Data supplied |

- - - - - - -

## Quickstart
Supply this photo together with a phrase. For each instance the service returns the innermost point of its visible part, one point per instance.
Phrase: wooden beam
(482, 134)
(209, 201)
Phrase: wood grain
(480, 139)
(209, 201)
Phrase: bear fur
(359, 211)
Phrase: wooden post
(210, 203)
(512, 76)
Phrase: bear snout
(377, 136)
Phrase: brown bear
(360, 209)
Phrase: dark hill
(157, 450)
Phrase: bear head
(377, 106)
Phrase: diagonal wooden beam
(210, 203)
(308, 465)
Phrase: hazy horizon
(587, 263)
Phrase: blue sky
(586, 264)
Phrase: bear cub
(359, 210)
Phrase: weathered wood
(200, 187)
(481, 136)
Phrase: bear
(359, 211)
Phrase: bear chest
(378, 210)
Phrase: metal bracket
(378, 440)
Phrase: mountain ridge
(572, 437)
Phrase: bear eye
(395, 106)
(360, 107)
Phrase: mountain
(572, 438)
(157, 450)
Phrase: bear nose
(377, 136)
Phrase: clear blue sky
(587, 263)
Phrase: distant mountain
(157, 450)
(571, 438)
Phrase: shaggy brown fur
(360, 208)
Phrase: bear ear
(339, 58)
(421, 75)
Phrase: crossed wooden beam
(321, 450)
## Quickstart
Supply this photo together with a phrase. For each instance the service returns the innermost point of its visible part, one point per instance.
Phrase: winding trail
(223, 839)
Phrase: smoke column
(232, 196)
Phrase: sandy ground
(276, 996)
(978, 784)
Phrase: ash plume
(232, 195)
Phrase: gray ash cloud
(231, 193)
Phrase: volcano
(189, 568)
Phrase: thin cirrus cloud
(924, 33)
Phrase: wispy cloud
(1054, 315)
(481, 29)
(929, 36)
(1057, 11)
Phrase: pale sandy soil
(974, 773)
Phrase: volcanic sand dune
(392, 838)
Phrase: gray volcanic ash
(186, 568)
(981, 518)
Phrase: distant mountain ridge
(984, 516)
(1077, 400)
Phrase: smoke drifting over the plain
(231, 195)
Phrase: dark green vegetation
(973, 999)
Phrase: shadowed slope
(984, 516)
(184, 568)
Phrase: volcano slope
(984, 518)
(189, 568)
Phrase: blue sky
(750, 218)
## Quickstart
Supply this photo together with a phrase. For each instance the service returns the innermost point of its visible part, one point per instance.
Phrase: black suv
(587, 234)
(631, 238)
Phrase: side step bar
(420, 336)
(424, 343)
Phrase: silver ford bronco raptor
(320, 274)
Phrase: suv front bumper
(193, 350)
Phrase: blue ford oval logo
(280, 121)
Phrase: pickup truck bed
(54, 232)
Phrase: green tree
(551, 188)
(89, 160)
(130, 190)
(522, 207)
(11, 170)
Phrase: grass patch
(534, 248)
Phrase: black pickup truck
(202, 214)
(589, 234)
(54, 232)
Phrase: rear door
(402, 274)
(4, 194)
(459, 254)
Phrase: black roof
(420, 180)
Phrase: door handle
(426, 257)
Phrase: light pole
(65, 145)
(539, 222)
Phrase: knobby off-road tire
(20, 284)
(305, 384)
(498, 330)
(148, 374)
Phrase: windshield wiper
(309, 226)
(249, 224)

- - - - - - -

Stated task | Scale the items from the line containing "Phrase: sandy ground" through the end of the items, including both ends. Rewrite these lines with every point coordinate in the answers multiplied by 1.65 and rounded to the nearest whole number, with halves rounded up, and keep the phrases as they are.

Answer to this exercise |
Phrase: sandy ground
(455, 1643)
(1614, 1294)
Phrase: ash plume
(383, 322)
Phrase: gray ash cloud
(381, 318)
Phrase: volcano
(312, 937)
Phrase: thin cirrus cloud
(1525, 54)
Phrase: wispy cloud
(1739, 520)
(794, 48)
(1533, 59)
(1744, 18)
Phrase: pale sandy soil
(1607, 1275)
Phrase: volcanic sand dune
(647, 1383)
Phrase: gray volcanic ash
(307, 937)
(1619, 855)
Phrase: distant mountain ridge
(1624, 851)
(1777, 660)
Phrase: smoke drifting over the plain
(381, 322)
Phrase: dark green vegetation
(1605, 1648)
Phrase: shadowed slope
(1624, 851)
(304, 937)
Phrase: volcano slope
(1624, 855)
(312, 937)
Phrase: blue sky
(1238, 360)
## Quickstart
Supply this photo together with a phrase. For each instance the service returns the innermost point of its visible part, one point per instance.
Phrase: black suv
(969, 386)
(1041, 393)
Phrase: side step bar
(693, 554)
(700, 566)
Phrase: silver ford bronco raptor
(528, 452)
Phrase: suv front bumper
(318, 578)
Phrase: blue ford oval logo
(462, 200)
Phrase: pickup truck bed
(89, 383)
Phrase: green tree
(909, 310)
(147, 264)
(215, 314)
(861, 342)
(18, 281)
Phrase: grass patch
(881, 409)
Phrase: black pickup truck
(333, 353)
(972, 386)
(89, 383)
Phrase: rear door
(663, 452)
(7, 320)
(757, 419)
Phrase: black roof
(693, 297)
Phrase: door handle
(703, 424)
Phrase: light pole
(107, 239)
(889, 366)
Phrase: knobby off-road tire
(33, 469)
(503, 634)
(822, 545)
(244, 617)
Phrase: windshield wiper
(510, 373)
(411, 370)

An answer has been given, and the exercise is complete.